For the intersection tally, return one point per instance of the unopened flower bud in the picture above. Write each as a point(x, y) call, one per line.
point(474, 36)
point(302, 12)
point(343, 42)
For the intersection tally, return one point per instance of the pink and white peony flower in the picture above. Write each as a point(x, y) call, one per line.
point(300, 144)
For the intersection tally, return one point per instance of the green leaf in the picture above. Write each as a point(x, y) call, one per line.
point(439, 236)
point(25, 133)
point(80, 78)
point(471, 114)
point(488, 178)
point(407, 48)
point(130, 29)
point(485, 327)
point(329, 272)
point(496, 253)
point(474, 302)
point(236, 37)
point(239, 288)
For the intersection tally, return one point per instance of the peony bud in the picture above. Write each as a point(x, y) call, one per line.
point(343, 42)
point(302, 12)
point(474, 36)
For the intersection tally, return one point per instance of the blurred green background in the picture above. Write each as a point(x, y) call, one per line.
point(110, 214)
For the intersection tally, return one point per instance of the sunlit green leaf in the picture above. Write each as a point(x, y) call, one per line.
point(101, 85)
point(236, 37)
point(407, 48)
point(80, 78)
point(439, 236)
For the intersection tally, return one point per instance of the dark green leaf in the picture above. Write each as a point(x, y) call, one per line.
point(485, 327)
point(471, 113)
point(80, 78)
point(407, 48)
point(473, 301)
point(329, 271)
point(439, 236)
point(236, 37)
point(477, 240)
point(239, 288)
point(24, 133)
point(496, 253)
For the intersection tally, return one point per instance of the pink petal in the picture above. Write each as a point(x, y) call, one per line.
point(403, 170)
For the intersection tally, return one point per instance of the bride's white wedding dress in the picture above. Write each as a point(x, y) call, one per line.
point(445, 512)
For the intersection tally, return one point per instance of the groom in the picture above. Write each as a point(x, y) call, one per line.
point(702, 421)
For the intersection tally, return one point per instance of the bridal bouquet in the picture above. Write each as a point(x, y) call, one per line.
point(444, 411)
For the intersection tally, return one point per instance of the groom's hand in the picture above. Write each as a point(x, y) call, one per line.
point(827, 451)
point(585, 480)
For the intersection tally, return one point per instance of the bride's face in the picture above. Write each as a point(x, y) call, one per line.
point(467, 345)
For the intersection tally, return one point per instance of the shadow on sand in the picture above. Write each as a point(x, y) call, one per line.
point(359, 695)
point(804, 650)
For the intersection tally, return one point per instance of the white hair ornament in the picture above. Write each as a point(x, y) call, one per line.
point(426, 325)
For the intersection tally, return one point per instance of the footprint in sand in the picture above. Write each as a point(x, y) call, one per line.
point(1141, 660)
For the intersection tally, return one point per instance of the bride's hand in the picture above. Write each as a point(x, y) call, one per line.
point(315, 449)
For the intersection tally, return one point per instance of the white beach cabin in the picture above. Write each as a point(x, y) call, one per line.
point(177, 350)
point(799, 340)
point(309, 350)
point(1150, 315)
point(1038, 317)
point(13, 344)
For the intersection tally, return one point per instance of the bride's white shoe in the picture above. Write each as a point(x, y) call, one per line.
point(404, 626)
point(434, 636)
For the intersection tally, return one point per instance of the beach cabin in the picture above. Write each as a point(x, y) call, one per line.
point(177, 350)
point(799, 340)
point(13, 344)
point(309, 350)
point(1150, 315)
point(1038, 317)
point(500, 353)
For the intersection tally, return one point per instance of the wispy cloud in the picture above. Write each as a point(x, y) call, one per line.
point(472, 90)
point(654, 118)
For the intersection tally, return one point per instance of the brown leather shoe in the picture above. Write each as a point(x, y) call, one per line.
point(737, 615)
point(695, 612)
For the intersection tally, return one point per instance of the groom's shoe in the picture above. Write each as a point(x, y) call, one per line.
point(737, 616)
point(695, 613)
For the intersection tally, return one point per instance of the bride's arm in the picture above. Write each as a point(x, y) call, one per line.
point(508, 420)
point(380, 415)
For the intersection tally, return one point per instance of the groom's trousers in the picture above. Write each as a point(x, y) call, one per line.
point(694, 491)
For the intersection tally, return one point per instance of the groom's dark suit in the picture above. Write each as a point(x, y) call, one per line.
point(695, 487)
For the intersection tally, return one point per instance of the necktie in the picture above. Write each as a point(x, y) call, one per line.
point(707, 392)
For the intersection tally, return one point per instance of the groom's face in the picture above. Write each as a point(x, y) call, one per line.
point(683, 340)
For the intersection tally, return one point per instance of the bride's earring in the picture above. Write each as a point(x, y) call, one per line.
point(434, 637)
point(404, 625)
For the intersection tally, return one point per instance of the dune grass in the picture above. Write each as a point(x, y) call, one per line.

### [REQUIRED TASK]
Shift every coordinate in the answers by adding -51 to it. Then write out again each line of the listing from the line with "the bride's arm" up to and including the last line of the listing, with the requests included.

### [RESULT OF THE TASK]
For the intersection tally, return one point per instance of the bride's arm in the picture above. Write each as a point(x, y) call, one per line.
point(457, 369)
point(329, 364)
For the intersection tally, return one point per instance of the groom's trousers in the picture above. Write each as a point(x, y) call, one per line.
point(643, 440)
For the intersection tally, return one point per instance of the groom's dark suit in the picture above. Write each as a point(x, y) call, one per line.
point(644, 436)
For the intersection tally, return one point per instance of the necktie in the picture above. Write each as a point(x, y) call, one per line.
point(656, 341)
For the intersection tally, return one point per instance of the groom's face in the picture above. Write each as a point(x, y) call, one per line.
point(632, 289)
For the intersection tally, return one point per instance of the bride's earring in the picture above. Write each as a point(x, y) call, one per line.
point(383, 586)
point(353, 574)
For the intersection tally, return one point per instance of the dune grass in the picture above. Write each as a point(x, y) call, one per line.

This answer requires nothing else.